**DO THIS:** Only the run of lines from the one containing "Task: for the roadway count, mark the snow patch" through the last line should be returned, exactly as written.

Raw records:
::::

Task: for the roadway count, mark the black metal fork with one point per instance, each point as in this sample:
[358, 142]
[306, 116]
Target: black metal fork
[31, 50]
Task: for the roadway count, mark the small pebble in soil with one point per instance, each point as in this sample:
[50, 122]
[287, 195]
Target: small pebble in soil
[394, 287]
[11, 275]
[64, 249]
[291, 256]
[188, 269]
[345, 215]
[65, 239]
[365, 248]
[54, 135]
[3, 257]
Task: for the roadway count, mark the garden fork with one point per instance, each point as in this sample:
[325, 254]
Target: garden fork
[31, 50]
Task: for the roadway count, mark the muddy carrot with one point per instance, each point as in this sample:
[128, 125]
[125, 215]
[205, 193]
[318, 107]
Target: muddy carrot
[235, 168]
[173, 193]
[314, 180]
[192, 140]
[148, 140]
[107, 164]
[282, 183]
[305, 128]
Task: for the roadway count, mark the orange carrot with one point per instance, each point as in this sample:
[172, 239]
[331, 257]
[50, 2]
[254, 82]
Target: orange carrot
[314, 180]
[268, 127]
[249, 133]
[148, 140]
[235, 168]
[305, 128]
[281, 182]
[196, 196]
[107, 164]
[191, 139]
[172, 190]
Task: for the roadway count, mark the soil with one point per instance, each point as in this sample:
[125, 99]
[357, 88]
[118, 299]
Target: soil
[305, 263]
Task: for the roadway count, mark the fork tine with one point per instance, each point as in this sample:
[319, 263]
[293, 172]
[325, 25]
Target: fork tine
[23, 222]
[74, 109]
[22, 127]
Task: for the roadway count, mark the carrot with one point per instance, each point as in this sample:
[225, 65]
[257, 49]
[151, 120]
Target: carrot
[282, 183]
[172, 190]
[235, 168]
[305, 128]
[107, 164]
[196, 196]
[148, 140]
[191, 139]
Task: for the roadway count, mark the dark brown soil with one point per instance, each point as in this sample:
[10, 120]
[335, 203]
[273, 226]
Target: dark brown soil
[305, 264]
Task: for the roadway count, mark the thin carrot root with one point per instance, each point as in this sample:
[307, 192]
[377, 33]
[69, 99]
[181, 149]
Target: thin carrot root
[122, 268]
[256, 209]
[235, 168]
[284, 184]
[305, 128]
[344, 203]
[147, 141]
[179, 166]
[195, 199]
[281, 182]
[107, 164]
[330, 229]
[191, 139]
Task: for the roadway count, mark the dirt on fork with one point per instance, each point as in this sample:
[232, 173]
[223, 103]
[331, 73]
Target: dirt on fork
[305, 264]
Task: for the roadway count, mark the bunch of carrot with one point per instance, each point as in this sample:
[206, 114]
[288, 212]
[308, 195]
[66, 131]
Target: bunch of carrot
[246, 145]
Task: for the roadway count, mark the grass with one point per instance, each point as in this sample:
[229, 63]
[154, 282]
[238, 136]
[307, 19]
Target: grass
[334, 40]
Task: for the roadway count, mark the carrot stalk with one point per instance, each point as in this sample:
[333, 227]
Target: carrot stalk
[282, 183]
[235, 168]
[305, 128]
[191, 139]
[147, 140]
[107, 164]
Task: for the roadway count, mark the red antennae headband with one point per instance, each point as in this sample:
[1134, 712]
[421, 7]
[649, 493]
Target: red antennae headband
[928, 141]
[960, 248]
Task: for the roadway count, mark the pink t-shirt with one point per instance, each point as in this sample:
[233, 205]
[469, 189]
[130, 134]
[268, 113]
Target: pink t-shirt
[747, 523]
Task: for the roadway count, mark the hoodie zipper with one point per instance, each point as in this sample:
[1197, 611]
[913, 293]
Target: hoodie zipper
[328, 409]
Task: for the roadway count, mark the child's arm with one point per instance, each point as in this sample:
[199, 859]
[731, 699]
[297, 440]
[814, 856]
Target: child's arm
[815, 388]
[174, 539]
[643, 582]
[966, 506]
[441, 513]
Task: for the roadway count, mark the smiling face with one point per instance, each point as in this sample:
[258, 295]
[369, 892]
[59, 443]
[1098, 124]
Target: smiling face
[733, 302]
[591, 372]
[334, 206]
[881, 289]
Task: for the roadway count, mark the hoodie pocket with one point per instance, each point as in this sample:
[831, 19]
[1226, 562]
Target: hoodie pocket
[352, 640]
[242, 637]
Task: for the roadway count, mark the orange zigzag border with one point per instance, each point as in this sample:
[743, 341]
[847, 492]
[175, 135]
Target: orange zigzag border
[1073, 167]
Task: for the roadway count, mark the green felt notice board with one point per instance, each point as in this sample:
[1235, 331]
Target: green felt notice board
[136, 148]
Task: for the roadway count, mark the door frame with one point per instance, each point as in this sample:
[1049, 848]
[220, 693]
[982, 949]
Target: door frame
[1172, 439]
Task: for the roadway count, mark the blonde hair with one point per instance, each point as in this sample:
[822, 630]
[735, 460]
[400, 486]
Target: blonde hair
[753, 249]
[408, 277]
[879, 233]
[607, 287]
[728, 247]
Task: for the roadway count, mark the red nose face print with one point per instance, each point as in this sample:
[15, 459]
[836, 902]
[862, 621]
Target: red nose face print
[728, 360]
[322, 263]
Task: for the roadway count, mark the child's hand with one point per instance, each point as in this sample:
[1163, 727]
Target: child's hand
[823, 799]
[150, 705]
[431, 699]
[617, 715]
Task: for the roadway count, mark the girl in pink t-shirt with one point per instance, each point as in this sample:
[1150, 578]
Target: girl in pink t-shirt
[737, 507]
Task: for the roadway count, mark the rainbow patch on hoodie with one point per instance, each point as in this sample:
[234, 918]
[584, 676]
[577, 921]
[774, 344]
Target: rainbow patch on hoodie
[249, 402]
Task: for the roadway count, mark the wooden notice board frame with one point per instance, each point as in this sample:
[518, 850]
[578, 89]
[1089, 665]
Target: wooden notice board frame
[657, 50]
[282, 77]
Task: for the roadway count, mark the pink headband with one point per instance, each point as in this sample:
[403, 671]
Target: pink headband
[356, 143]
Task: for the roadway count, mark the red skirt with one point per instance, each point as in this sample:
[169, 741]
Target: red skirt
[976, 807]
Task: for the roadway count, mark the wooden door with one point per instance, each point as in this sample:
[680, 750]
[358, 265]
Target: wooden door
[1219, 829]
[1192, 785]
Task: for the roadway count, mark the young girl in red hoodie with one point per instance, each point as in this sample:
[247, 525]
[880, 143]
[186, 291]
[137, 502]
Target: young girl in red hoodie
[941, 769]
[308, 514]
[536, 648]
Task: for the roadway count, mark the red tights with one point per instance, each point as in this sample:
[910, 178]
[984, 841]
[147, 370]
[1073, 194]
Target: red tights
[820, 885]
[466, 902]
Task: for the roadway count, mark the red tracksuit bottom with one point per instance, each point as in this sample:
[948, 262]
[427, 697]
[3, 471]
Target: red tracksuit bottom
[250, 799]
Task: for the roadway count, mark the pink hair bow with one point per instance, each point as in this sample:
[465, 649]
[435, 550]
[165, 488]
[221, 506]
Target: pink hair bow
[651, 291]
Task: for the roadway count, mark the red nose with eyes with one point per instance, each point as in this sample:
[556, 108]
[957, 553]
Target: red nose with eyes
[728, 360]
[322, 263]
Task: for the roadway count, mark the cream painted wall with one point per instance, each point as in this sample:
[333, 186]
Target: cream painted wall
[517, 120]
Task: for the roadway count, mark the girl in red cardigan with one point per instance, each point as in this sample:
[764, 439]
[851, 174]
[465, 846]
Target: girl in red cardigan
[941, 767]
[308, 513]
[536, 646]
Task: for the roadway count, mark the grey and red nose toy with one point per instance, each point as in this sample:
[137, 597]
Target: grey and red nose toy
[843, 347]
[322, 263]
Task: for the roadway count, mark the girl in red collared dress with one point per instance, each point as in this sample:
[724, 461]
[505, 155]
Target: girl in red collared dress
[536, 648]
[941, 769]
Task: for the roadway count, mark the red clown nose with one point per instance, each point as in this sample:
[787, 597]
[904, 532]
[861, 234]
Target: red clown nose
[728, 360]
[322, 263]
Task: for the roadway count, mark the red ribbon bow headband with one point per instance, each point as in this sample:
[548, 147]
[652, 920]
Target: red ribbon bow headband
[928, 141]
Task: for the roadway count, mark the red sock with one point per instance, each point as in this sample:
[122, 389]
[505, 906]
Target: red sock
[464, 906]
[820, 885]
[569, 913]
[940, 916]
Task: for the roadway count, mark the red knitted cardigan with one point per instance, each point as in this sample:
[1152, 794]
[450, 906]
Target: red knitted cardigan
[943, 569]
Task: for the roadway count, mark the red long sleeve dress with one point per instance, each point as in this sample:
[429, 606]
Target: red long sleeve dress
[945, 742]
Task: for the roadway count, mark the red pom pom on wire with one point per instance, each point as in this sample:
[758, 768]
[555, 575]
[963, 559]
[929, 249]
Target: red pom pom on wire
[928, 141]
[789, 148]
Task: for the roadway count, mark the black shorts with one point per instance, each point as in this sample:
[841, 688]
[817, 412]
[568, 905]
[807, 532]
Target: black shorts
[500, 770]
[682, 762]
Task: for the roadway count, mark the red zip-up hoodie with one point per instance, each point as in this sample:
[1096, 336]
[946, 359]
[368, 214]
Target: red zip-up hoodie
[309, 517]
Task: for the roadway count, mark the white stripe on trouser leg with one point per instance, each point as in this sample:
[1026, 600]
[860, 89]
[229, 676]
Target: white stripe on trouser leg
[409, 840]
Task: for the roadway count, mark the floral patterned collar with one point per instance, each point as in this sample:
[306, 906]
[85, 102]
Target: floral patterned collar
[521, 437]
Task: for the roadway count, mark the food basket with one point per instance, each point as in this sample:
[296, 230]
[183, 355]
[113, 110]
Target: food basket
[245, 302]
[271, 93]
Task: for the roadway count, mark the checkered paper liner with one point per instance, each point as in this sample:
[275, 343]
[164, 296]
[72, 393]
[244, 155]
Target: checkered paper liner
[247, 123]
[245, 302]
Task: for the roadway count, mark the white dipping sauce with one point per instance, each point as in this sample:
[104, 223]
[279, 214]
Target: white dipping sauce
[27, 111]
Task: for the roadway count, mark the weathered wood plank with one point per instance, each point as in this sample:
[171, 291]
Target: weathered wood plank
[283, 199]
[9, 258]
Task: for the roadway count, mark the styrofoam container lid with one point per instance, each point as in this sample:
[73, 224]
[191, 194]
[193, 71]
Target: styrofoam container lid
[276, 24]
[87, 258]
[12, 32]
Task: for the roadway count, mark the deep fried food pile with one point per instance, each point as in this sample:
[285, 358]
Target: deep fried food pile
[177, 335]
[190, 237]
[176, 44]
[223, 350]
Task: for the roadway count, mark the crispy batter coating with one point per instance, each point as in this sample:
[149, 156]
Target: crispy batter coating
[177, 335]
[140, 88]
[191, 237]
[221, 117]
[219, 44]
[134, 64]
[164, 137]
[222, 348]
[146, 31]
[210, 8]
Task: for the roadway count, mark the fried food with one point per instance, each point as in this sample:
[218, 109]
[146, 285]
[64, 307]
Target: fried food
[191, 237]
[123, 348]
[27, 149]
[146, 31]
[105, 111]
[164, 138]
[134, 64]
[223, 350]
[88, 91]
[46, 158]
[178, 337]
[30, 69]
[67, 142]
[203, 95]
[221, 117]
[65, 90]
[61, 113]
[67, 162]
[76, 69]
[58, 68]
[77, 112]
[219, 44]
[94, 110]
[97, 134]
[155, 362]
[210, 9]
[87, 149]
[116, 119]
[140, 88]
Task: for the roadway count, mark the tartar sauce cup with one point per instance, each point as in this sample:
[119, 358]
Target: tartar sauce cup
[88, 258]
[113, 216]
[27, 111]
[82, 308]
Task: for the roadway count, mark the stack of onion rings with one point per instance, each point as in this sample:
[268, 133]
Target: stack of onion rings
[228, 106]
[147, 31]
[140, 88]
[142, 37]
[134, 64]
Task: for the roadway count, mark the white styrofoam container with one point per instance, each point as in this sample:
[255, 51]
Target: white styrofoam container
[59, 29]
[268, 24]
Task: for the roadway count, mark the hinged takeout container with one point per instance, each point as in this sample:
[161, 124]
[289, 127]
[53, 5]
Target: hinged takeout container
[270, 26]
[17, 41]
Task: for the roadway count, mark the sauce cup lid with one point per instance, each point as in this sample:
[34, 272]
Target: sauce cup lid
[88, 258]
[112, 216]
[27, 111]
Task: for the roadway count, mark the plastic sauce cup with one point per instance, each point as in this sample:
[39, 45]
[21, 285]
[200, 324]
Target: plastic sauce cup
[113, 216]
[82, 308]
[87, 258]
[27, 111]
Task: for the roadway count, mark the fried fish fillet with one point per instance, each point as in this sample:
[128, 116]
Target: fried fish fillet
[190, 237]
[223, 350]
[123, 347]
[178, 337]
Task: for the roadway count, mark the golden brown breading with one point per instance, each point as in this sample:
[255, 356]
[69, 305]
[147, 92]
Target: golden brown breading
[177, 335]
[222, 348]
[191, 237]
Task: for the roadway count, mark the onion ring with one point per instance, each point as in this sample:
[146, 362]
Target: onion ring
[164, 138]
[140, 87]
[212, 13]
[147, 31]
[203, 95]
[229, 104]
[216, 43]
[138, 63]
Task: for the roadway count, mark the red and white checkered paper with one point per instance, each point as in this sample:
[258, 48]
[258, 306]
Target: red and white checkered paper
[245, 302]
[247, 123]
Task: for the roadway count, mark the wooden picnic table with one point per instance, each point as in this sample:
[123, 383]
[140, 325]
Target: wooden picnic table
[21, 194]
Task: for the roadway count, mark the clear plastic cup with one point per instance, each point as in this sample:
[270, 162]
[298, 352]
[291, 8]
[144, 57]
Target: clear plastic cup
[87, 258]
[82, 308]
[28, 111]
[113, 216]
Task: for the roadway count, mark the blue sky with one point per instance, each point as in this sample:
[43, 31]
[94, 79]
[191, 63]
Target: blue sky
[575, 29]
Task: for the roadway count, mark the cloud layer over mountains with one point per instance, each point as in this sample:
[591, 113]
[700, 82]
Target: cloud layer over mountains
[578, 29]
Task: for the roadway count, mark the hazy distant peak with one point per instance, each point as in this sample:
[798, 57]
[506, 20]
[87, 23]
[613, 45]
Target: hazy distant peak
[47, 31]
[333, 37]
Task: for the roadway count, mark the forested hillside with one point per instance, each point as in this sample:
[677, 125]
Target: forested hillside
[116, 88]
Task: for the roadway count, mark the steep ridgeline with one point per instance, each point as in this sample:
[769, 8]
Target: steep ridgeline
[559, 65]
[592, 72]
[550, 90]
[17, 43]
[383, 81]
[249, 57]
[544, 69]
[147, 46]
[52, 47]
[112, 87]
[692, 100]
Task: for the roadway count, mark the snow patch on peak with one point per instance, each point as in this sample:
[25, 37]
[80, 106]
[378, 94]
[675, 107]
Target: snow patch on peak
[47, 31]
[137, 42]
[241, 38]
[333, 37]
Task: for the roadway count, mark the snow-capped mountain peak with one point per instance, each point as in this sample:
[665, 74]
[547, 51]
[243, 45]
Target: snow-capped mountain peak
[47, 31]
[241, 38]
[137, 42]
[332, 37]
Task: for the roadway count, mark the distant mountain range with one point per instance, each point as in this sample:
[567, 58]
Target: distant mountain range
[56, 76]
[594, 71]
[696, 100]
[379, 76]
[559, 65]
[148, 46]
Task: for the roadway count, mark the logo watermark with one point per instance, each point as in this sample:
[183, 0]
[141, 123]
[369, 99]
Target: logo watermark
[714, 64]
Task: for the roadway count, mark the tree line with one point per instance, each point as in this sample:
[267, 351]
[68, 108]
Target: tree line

::::

**FINISHED ANSWER:**
Task: for the roadway count, mark the snow patch on peak with one point per instance, each point as in this sample:
[25, 37]
[80, 106]
[378, 94]
[675, 107]
Target: snow patch on peak
[47, 31]
[137, 42]
[241, 38]
[333, 37]
Task: for the roadway count, mark the snow-capped mountain peak with one point per instance, each point as in this sample:
[665, 74]
[547, 51]
[243, 45]
Target: snow-capped mountain peak
[47, 31]
[241, 38]
[137, 42]
[332, 37]
Task: for the roadway count, mark the distant mountain range with one point per instance, each point as in this sample:
[567, 58]
Target: distant mountain range
[56, 76]
[594, 71]
[696, 100]
[379, 76]
[559, 65]
[148, 46]
Task: for the roadway count, mark the logo watermark with one point per instance, each point as in this sample:
[183, 0]
[141, 123]
[369, 99]
Target: logo watermark
[714, 64]
Task: for the roadway count, mark the tree line with one point per instance, each point as in this sample:
[267, 351]
[68, 108]
Target: tree line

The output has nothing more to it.